Task to carry out:
Copy out every line of the records below without changing a single character.

[Location labeling records]

#####

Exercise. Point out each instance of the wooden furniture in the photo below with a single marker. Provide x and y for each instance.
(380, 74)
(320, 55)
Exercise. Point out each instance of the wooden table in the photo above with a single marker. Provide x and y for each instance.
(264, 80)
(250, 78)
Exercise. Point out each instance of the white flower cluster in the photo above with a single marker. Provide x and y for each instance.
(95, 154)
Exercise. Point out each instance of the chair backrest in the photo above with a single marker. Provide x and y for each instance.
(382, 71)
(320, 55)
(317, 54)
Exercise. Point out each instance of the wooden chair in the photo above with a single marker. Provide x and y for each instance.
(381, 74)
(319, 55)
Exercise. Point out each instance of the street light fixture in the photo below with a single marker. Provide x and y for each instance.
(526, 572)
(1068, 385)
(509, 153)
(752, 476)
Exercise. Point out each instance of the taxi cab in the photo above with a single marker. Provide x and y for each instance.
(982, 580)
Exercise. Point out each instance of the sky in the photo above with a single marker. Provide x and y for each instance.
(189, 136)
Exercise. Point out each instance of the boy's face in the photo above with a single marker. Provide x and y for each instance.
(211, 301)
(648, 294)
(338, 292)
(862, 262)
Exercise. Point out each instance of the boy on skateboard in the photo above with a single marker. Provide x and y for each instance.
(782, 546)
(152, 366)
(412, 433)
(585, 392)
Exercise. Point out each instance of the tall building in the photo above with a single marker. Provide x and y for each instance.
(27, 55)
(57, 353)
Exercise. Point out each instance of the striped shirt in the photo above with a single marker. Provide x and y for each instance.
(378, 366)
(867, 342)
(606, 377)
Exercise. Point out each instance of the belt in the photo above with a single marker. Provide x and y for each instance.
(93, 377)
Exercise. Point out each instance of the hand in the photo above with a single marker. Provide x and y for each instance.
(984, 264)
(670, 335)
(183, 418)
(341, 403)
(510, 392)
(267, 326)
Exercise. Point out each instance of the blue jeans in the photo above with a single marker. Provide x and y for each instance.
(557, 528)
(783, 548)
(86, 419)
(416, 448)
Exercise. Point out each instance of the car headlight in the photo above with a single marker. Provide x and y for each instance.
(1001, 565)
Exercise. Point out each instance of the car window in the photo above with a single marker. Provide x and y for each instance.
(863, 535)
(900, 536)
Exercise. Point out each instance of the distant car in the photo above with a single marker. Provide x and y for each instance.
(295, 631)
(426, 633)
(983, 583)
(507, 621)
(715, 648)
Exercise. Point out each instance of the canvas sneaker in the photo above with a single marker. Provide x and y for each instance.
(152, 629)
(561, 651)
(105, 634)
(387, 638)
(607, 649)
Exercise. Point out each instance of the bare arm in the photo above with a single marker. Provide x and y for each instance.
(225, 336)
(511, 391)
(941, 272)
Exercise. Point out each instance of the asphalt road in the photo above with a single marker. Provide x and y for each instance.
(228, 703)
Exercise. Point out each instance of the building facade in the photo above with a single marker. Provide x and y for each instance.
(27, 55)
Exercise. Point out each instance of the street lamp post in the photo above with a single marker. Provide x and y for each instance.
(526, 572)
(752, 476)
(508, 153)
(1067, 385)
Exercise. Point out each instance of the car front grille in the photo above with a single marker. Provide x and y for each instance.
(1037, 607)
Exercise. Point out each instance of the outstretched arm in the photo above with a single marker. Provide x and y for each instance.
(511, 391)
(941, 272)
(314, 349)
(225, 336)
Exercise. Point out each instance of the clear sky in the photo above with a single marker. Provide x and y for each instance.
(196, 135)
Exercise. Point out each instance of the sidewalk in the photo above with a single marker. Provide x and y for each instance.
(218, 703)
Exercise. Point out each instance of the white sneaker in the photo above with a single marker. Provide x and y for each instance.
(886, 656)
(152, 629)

#####

Solution to this problem:
Exercise. Point out each instance of the wooden furniture in the photo below with a single marker. Provide x and y for each instance.
(380, 74)
(320, 55)
Exercise. Point out each instance of the wooden table in the photo above with a single marker. Provide x and y for each instance.
(264, 80)
(250, 78)
Exercise. Point out each instance of the white flower cluster in the photo above with a single marker. Provide x and y for each instance.
(95, 154)
Exercise. Point out each instance of the chair backrest in the photo above with a single marker. Provide x and y for each instance.
(382, 71)
(320, 55)
(317, 54)
Exercise. Point out each instance of the wooden chair in the photo above with a single marker. Provide x and y for each instance.
(381, 74)
(319, 55)
Exercise. Point out each instance of the street light fixture in the photo below with a single marker. Provide x and y for each instance.
(526, 572)
(1068, 385)
(509, 153)
(752, 476)
Exercise. Point out each instance of the taxi cab in the photo above with a single marker. Provide x and y for each instance.
(982, 580)
Exercise. Point out each instance of the sky in the photo above with a single marker. Provide x and y for each instance.
(189, 136)
Exercise. Point out each instance of the boy's face in the photo above with a single marker. Provide x and y for each instance.
(211, 301)
(648, 294)
(338, 292)
(862, 262)
Exercise. Point out each instance of the boy on skateboard in the photo above with a single marker. Provide x and y for each instance.
(782, 546)
(152, 366)
(412, 433)
(585, 392)
Exercise. Point out each instance of the tall building in the photo above with a single marker. Provide x and y for each instance.
(27, 55)
(57, 353)
Exercise. Point out each instance of the striped shirt in the photo above with a single marker. Provide x and y for each instance.
(378, 366)
(867, 342)
(606, 377)
Exercise. Point out each instance of the belt in the photo above with a single marker. Provide x and y for each instance.
(93, 377)
Exercise. Point out each instance of the hand in the photo above with a single marker. Provide x and y for each instance.
(984, 264)
(670, 335)
(183, 418)
(341, 403)
(510, 392)
(267, 326)
Exercise. Point out each instance of the blue jeans in the photo above with a single marker. Provide x and y for each instance.
(557, 528)
(783, 548)
(86, 419)
(416, 448)
Exercise. Point out each instance of the car headlight in the photo above with a single marker. Provide x and y for each instance.
(1001, 565)
Exercise. Point out each instance of the car window in the photo above with a single marker. Provide x and y for each instance.
(863, 535)
(900, 536)
Exercise. Point out each instance of the distant car in the photo above with a single marker. Provide x and y for each instance.
(295, 631)
(426, 633)
(983, 583)
(507, 621)
(715, 648)
Exercise. Point out each instance of the canvas sneaker in the photo above with a single marker. Provide x and y for each instance.
(152, 629)
(561, 651)
(105, 634)
(387, 638)
(607, 649)
Exercise. Point out each instance of the bare arm in the photo above with a single marker. Provide x and y for each instance.
(225, 336)
(511, 391)
(941, 272)
Exercise. Point out each instance of the asphalt road in the photo above with a single marker. Provide x and y for each instance.
(228, 703)
Exercise. Point out each instance of the building facade in the photo above with a single marker. Provide x and y for each instance.
(27, 55)
Exercise. Point out each instance of the street lamp post in the photo above with a single marker. Provide x and y for each instance.
(526, 572)
(752, 476)
(508, 153)
(1067, 385)
Exercise. Point out each instance of the car front grille in the photo above with a single marker. Provide x and y for each instance.
(1037, 607)
Exercise. Point out each instance of the outstretched arm in the photo above with a single marker. Provide x and y for each instance.
(511, 391)
(941, 272)
(314, 349)
(225, 336)
Exercise. Point out each instance of the clear sky in the photo above with a single marker. Provide x and y for each instance.
(196, 135)
Exercise. Point out each instance of the sidewalk in the photo above with a single marker. Provide x and y for each instance.
(218, 703)
Exercise. Point out each instance of the white sneaker in the photo above with a single marker. Provide x and y for each instance.
(886, 656)
(152, 629)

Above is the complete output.